Texte fourni:
5-1394/1

5-1394/1

Sénat de Belgique

SESSION DE 2011-2012

14 DÉCEMBRE 2011


Proposition de loi modifiant le Code judiciaire en vue de prévenir toute utilisation abusive de la procédure de saisie en matière de contrefaçon

(Déposée par Mme Inge Faes)


DÉVELOPPEMENTS


La loi du 10 mai 2007 relative aux aspects de droit judiciaire de la protection des droits de propriété intellectuelle a apporté d'importantes modifications au Code judiciaire, en exécution de la directive 2004/48/CE relative au respect des droits de propriété intellectuelle (1) (ci-après dénommée « directive respect des droits »).

Concrètement, l'article 22 de ladite loi devait transposer l'article 7 de la directive. À cette fin, le législateur a inséré dans le Code judiciaire un chapitre XIXbis attribuant intégralement la procédure en matière de droits intellectuels au président du tribunal de commerce et au président du tribunal de première instance, y compris les mesures en matière de saisie, dont le juge des saisies est donc, en quelque sorte, dessaisi (2) .

Des mesures quelque peu radicales et unilatérales ont été rendues possibles en ce qui concerne la saisie en matière de contrefaçon. Le caractère unilatéral est essentiel pour l'efficacité de la procédure (3) . Il s'avère que dans certains cas, l'effet de surprise, entre autres, est déterminant (4) . Le transfert et le règlement de la procédure ont été motivés en partant du principe que les mesures de saisie sont facultatives et complémentaires. En effet, le but premier de la procédure n'est pas la saisie en soi, mais la sauvegarde des preuves matérielles de la contrefaçon. L'éventualité d'une saisie doit donc être envisagée en l'espèce dans le cadre de l'administration de la preuve et non dans celui de l'obtention illicite d'un avantage ou d'une forme de garantie pour des créanciers.

Items fournis:
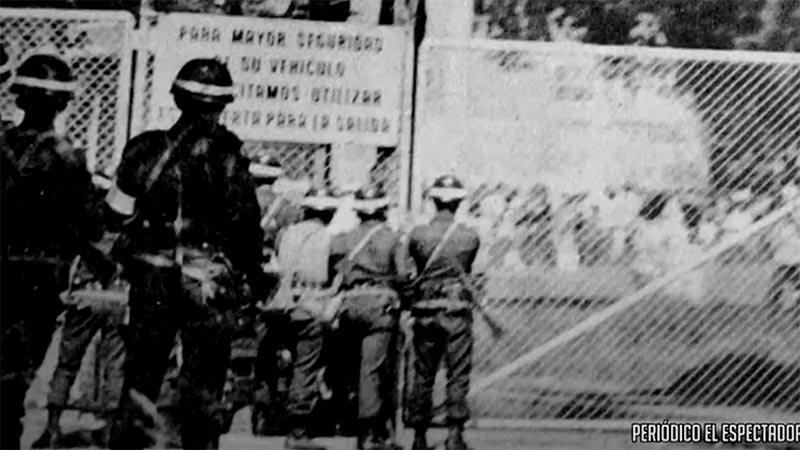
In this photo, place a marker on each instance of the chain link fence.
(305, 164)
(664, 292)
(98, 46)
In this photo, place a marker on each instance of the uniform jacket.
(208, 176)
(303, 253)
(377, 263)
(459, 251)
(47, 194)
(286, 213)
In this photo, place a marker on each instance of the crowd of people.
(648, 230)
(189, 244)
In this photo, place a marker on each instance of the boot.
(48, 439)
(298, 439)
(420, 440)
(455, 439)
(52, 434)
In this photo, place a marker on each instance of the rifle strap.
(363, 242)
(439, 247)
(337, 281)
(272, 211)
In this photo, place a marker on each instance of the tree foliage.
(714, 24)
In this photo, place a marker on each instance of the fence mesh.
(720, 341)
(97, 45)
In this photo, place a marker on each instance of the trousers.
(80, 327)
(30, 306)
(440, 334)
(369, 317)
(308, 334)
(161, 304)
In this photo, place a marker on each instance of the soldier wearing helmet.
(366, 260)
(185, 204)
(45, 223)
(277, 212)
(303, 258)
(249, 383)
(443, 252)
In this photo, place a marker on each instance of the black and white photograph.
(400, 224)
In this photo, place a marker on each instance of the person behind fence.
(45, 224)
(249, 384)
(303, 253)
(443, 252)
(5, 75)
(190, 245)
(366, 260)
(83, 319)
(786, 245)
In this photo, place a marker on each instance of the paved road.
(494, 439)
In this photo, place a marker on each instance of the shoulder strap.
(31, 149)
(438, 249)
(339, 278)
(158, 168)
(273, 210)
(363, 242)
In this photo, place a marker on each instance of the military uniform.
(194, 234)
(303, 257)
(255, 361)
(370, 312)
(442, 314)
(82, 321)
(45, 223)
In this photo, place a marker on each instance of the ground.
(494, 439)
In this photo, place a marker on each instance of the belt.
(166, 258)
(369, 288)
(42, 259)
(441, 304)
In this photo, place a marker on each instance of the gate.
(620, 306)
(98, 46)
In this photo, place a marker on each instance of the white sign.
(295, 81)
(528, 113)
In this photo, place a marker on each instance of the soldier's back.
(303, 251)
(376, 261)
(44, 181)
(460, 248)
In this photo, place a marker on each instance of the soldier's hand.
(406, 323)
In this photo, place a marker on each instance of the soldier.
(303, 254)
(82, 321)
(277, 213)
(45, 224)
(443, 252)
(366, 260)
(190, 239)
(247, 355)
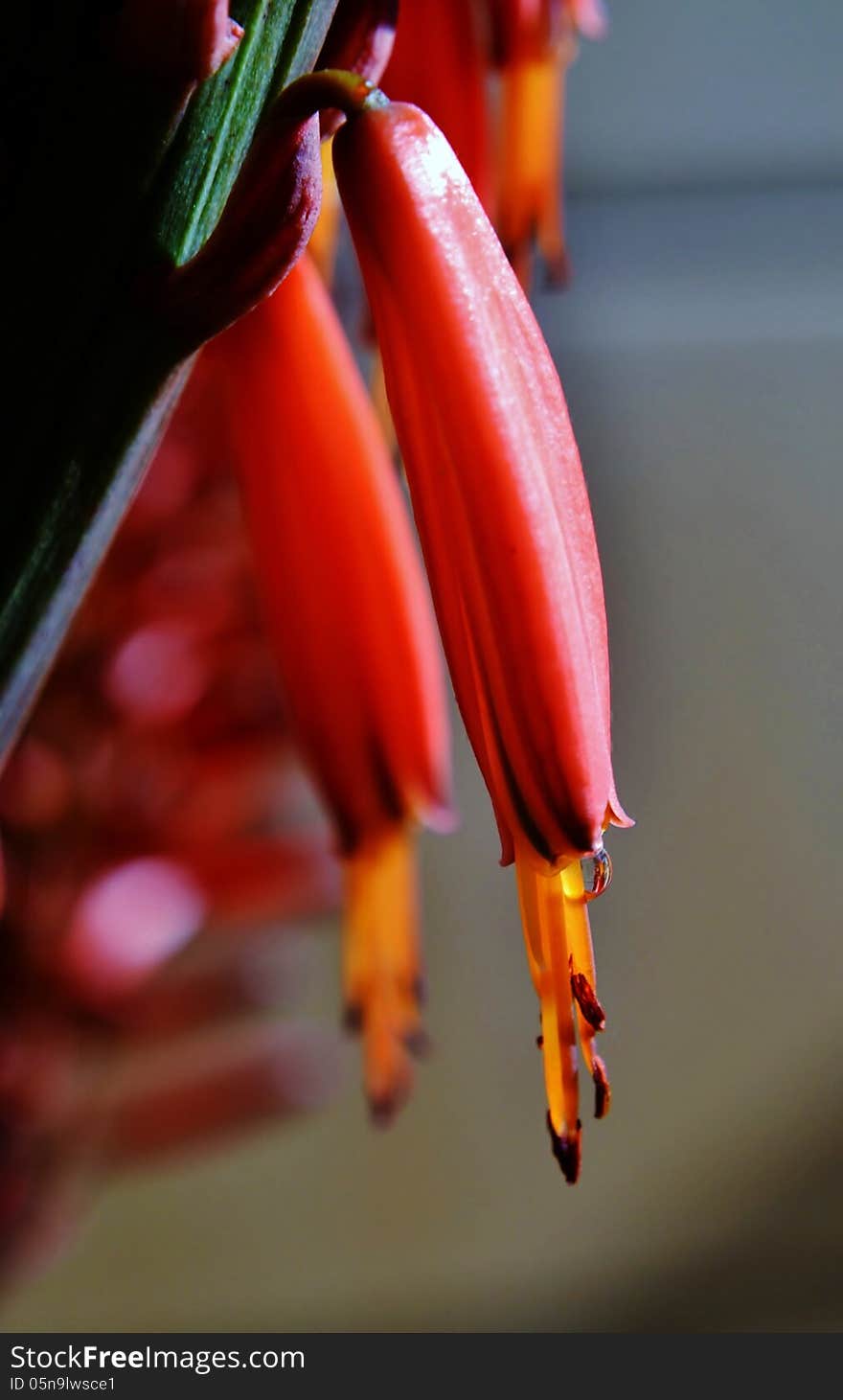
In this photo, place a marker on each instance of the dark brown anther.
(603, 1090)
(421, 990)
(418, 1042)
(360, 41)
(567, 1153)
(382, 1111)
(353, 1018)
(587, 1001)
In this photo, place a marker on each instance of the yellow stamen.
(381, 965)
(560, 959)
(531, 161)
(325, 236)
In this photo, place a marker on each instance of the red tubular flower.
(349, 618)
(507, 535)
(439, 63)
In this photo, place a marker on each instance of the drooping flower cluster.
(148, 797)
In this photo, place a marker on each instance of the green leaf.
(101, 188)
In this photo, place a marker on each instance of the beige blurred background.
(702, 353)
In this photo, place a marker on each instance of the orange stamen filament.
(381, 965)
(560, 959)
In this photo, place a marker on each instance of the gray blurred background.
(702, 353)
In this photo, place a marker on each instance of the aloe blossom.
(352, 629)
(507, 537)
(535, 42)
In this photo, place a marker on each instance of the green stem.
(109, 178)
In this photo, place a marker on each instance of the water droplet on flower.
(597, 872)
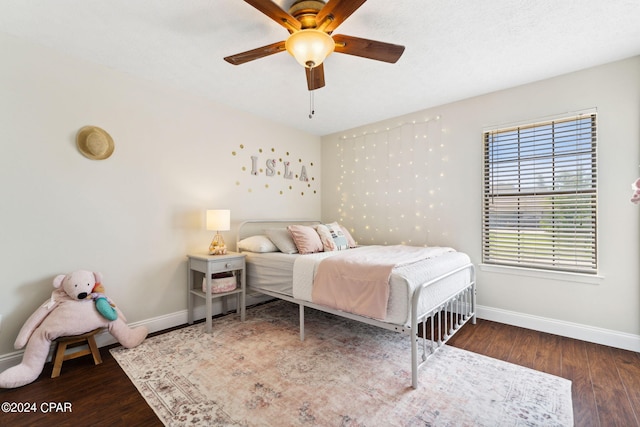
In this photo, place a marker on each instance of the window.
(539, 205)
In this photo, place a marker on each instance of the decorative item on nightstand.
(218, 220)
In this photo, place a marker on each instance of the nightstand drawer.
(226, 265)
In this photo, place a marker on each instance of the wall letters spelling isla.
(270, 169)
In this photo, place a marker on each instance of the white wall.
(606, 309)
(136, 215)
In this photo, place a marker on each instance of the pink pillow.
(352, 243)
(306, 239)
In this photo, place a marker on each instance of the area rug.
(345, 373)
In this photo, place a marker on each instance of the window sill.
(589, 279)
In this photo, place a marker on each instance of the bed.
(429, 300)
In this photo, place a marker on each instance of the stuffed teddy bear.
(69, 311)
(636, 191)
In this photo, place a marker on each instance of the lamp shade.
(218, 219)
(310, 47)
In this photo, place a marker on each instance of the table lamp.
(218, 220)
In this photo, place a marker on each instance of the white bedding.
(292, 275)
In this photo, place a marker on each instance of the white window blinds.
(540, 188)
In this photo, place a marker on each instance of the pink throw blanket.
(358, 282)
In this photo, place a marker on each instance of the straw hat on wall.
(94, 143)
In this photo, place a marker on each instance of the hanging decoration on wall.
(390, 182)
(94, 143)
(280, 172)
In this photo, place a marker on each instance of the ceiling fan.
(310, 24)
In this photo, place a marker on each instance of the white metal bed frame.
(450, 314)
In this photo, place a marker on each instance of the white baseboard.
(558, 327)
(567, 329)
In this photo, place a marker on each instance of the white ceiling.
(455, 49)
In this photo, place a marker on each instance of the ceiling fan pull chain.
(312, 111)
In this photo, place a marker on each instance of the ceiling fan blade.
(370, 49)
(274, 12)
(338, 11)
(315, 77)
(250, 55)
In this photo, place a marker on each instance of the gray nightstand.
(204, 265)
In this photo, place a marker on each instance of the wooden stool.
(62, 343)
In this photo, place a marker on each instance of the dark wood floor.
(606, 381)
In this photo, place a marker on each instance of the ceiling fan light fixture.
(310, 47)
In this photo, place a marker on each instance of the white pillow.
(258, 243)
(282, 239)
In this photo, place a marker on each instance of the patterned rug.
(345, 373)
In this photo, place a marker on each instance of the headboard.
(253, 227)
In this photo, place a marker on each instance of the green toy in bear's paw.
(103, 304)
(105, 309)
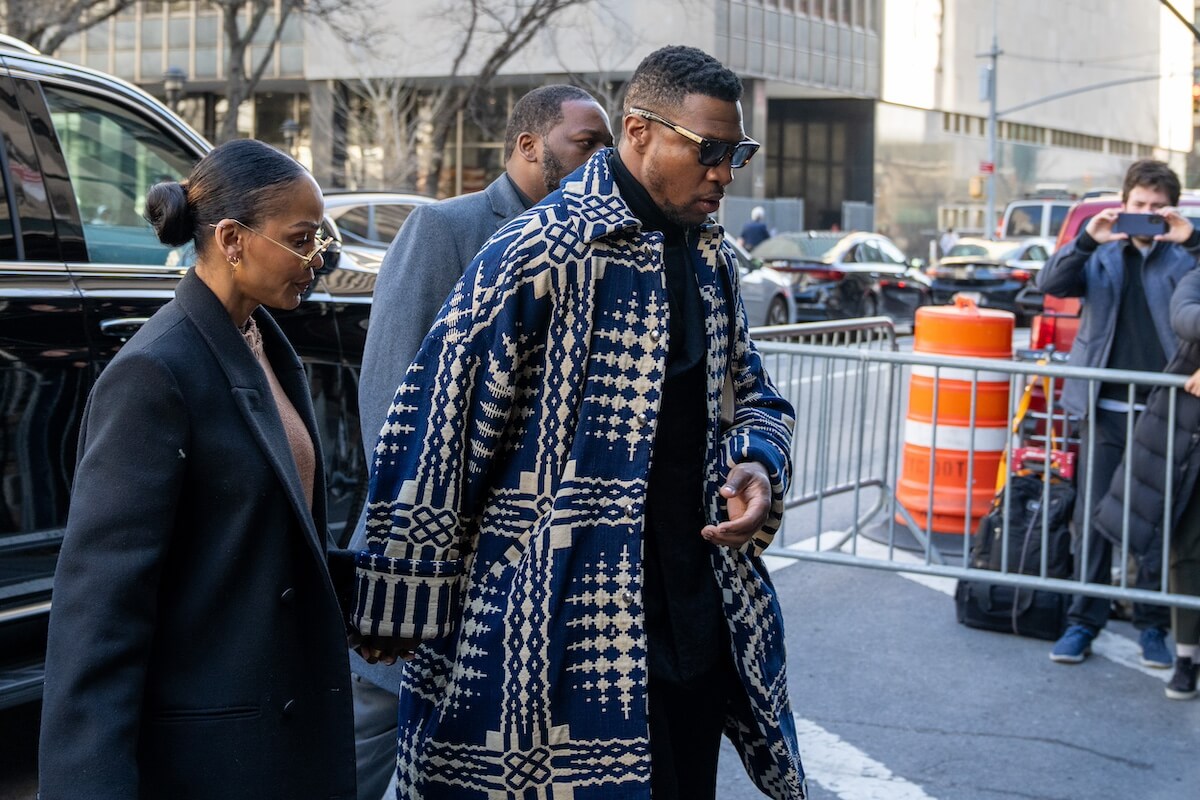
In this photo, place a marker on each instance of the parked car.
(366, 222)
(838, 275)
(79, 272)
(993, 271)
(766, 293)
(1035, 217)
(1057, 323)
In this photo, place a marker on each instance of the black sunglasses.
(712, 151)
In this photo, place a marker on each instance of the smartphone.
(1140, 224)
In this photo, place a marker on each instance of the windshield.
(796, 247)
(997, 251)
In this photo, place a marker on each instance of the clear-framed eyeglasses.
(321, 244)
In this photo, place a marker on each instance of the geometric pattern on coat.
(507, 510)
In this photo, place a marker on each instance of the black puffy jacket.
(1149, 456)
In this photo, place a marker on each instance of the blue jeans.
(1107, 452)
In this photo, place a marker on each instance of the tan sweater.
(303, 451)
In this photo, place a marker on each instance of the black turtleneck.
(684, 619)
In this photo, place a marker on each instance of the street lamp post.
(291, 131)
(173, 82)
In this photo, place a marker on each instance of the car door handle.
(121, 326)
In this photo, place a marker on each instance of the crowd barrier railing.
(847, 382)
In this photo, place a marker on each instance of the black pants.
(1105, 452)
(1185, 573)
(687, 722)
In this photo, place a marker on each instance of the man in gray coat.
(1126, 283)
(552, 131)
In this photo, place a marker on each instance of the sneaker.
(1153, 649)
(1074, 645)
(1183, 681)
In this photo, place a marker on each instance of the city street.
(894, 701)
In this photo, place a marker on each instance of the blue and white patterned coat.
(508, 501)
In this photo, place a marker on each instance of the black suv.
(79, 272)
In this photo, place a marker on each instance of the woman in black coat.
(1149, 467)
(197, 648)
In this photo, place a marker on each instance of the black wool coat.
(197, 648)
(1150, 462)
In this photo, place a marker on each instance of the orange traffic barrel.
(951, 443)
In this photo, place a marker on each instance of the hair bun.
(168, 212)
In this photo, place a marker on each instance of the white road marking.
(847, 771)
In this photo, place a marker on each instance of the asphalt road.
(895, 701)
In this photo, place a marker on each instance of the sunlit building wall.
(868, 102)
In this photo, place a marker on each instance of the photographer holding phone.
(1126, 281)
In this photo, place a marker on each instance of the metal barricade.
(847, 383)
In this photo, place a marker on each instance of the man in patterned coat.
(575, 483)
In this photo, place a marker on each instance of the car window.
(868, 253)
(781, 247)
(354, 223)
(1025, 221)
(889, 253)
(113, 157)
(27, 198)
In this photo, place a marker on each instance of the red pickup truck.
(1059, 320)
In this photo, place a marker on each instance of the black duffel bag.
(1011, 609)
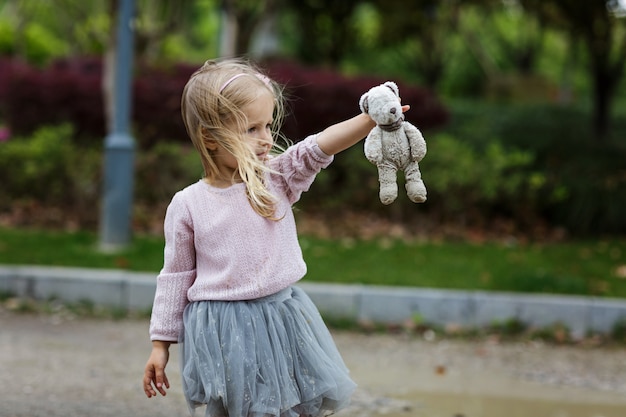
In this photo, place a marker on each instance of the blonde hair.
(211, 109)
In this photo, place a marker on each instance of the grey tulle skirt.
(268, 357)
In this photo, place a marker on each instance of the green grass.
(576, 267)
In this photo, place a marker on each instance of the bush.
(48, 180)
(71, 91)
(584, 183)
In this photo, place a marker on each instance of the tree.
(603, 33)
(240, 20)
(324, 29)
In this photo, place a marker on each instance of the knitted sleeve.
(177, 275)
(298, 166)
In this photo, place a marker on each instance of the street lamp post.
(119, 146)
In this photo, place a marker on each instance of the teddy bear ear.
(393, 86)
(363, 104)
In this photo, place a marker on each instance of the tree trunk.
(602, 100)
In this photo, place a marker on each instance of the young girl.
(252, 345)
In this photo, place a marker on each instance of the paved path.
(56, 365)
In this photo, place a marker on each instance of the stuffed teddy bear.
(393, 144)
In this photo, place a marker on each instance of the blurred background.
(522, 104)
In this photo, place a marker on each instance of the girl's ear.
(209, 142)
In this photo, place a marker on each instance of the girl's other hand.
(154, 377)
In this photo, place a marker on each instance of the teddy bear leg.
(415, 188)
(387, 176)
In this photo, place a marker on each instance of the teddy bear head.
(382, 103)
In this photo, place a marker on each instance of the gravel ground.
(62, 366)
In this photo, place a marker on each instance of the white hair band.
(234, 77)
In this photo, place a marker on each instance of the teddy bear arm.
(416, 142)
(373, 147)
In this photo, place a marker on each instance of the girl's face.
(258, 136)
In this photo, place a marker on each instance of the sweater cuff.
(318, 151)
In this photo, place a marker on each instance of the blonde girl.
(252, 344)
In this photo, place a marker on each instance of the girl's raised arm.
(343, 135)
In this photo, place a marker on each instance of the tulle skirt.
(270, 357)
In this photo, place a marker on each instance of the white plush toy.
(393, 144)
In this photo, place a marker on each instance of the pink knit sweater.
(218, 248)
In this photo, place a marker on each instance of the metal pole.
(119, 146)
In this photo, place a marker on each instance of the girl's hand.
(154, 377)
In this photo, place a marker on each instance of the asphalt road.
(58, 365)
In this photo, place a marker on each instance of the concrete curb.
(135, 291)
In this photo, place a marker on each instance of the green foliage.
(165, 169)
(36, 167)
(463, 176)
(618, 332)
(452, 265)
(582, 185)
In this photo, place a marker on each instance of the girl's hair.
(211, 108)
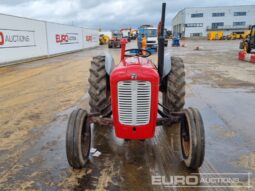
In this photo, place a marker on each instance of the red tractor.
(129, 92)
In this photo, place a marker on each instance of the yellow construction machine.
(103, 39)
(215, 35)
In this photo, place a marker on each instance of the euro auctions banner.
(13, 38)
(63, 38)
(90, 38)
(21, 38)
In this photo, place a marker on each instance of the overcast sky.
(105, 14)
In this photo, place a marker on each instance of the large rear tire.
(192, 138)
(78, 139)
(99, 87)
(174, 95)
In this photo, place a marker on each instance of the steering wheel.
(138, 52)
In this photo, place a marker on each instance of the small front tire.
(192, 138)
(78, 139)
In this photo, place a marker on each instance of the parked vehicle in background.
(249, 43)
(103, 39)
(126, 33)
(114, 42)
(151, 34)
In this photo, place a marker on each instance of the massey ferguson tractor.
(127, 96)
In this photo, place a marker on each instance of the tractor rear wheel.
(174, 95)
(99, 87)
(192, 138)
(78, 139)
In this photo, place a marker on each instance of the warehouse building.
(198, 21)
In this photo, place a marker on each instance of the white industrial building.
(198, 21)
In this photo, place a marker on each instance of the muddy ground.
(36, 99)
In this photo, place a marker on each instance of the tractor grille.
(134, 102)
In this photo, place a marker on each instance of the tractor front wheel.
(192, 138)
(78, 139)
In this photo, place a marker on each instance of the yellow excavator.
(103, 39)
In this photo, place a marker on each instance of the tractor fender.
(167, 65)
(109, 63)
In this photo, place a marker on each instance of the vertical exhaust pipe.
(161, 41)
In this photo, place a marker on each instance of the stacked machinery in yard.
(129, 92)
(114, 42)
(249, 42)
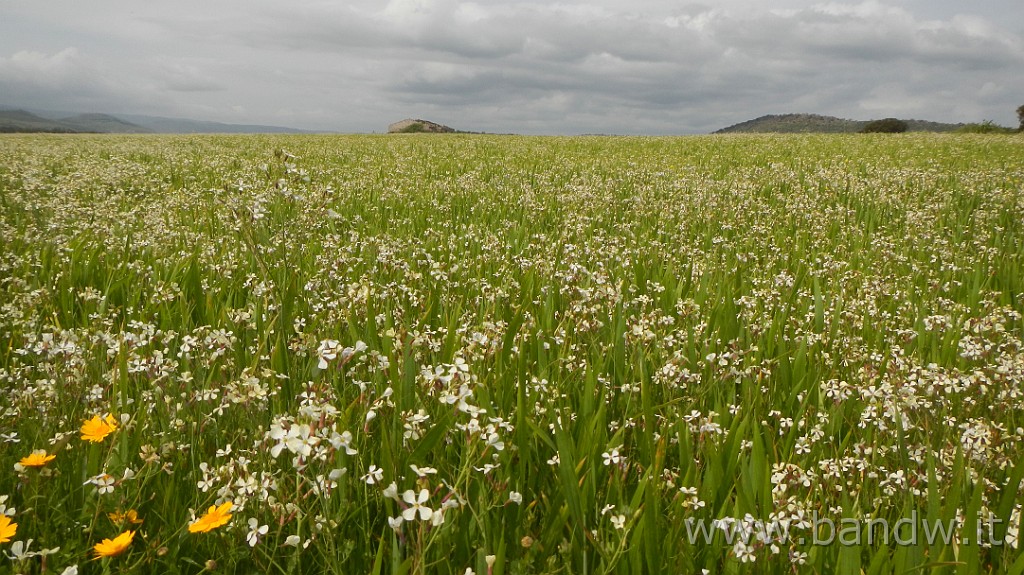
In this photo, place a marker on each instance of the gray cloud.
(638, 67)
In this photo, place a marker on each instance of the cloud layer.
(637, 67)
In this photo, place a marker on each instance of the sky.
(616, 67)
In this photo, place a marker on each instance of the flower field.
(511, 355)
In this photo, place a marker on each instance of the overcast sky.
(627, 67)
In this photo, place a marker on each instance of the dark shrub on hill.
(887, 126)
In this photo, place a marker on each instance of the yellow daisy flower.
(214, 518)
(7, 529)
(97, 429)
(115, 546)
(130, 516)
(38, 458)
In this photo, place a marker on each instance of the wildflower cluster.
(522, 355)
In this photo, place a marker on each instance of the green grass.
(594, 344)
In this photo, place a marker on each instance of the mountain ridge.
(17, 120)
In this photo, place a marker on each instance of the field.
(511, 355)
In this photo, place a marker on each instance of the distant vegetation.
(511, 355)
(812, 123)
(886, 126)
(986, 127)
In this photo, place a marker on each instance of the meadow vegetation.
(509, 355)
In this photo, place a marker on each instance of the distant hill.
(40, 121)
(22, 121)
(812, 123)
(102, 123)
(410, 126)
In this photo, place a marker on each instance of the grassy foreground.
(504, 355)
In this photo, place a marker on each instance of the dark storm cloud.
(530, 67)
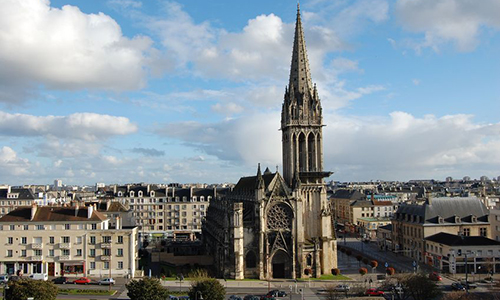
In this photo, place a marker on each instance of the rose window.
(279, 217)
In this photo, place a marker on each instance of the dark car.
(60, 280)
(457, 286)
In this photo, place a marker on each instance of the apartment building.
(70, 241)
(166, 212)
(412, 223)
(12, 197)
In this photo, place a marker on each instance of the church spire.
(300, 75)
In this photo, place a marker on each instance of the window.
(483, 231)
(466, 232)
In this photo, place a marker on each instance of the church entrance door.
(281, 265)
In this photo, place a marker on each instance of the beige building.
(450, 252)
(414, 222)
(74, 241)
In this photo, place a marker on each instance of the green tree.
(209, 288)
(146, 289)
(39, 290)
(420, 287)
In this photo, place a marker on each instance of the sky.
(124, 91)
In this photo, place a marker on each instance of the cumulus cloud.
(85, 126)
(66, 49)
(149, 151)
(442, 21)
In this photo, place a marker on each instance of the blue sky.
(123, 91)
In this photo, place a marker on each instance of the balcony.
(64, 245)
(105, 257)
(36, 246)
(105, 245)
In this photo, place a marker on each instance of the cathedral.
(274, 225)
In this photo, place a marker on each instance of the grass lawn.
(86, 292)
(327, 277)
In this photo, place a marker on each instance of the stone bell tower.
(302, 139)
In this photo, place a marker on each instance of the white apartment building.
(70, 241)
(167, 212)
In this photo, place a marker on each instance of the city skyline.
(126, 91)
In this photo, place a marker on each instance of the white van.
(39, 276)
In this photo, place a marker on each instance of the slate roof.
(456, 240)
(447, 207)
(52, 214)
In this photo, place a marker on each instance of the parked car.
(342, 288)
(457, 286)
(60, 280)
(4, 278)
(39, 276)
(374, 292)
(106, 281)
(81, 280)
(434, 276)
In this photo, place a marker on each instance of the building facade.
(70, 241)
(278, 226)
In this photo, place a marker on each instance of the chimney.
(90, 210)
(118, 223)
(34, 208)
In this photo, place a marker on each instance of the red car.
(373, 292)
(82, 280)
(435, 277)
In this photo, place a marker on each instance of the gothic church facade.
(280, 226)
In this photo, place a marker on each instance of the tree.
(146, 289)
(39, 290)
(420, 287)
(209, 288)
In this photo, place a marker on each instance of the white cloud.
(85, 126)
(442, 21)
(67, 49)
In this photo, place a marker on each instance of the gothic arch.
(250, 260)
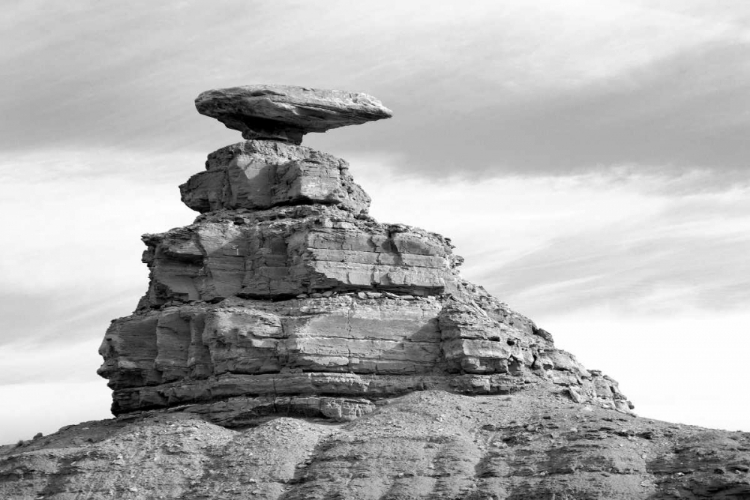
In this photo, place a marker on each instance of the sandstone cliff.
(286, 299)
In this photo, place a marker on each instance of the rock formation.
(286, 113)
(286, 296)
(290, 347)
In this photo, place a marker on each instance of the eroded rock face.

Exercice 1: D'après la proposition de loi sur la saisie en matière de contrefaçon, quel est le but premier de la procédure ?
Exercice 2: Poursuivez la proposition de loi sur la saisie en matière de contrefaçon à la suite de sa dernière phrase.

Réponse rédigée 1: Le but premier de la procédure n'est pas la saisie en soi, mais la sauvegarde des preuves matérielles de la contrefaçon.

Réponse rédigée 2:
Ce raisonnement était également fondamental pour préserver la concordance de cette disposition avec l'article 7 de la directive susmentionnée. En effet, la disposition en question part du principe que le requérant qui postule des mesures de protection doit pouvoir produire les éléments de preuve nécessaires. Le service juridique du Conseil a bien précisé qu'il devait être possible, dans ce cadre, de prendre des mesures provisoires pour préserver ces éléments de preuve (5) .

Plus fondamentalement, on voulait éviter de tomber dans un raisonnement circulaire. En effet, il ne peut être exigé du requérant qui postule une mesure de description ou de saisie qu'il produise des moyens de preuve irréfutables, puisque la description ou la saisie en matière de contrefaçon est fonction de la preuve elle-même. Autrement dit, on ne peut exiger du requérant qu'il avance les éléments de preuve qu'il tente précisément de mettre au jour. Il convient évidemment d'user en l'espèce de toute la prudence requise. Ainsi, les plaintes anonymes devront être examinées avec les précautions d'usage.

Comme nous l'avons déjà indiqué, le requérant peut demander, en plus d'une mesure de description, la constitution d'un gardien, une mise sous scellés ou une saisie conservatoire. Ces mesures peuvent être sollicitées de manière unilatérale. Dans certains cas, la partie à l'égard de laquelle les mesures sont demandées ne peut se défendre que lorsque celles-ci ont déjà été exécutées.

Bien que la saisie constitue un moyen complémentaire, il n'en demeure pas moins qu'elle reste susceptible de s'appliquer après que l'expert ait déposé un rapport et même éventuellement après qu'un jugement a été rendu sur le fond. L'argument invoqué à cet égard dans l'exposé des motifs de la loi du 10 mai 2007 est qu'une saisie peut s'avérer nécessaire pour préserver les droits de propriété intellectuelle (6) au regard de la durée totale d'une procédure. L'argument est légitime et, pour certaines infractions, la saisie en cours de procédure est même essentielle. Cependant, il ne faut pas perdre de vue qu'il s'agit ici d'une mesure unilatérale qui peut donc frapper la partie concernée pour une période relativement longue.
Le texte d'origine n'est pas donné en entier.